WRITTEN INSTRUCTION - Rescale the records below by writing out every line again, requests included, with each x and y coordinate in the answers multiplied by 2.35 and rounded to a whole number, halves rounded up. Change no other numbers, and leave the pictures out.

— BEGIN DATA ENTRIES —

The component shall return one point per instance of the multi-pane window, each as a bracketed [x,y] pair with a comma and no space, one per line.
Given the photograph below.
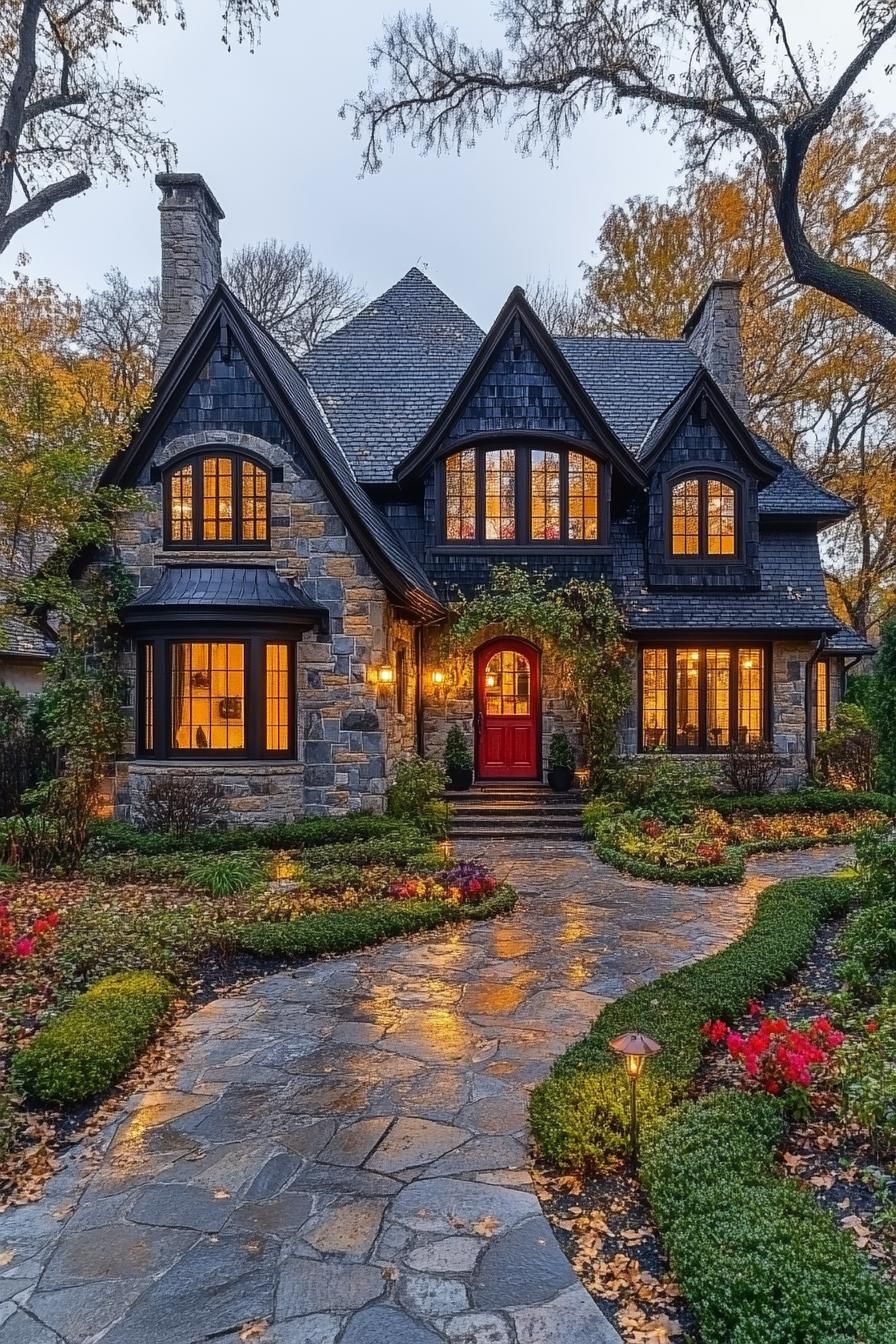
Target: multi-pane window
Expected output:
[460,496]
[654,699]
[585,497]
[704,518]
[546,496]
[521,495]
[697,698]
[222,696]
[219,500]
[277,696]
[822,696]
[507,684]
[500,495]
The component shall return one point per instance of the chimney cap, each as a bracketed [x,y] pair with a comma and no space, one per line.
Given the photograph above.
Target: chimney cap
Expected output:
[723,282]
[192,182]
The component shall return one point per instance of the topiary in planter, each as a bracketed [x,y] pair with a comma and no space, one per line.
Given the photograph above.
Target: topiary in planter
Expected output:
[458,761]
[560,764]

— END DATA ENTRIES —

THE OUTPUT -
The component shall return one point per instance of the multi-pane window, each as a bracketed [x,y] pair with a comma and no space, one per line.
Given the photograph below.
Target: multi-pane window
Expected output:
[1081,1166]
[1537,1643]
[1375,1168]
[1654,1217]
[1283,1166]
[1224,1163]
[1638,1640]
[522,1636]
[515,1175]
[651,1636]
[1932,1636]
[1191,1607]
[1175,1163]
The component shall return one point per instance of the chimney cap, each as a bracketed [x,y] pair with a comma and no space, one per line.
Given the photograph above.
Target: chimney cap
Expected output:
[1699,663]
[451,428]
The component shall return one point per instance of the topiary in planter, each as a bracketed [x,y] pair with a comma and no space, one per line.
Given the photograph above.
Target: topiary in planter
Expected output:
[1076,1788]
[1316,1795]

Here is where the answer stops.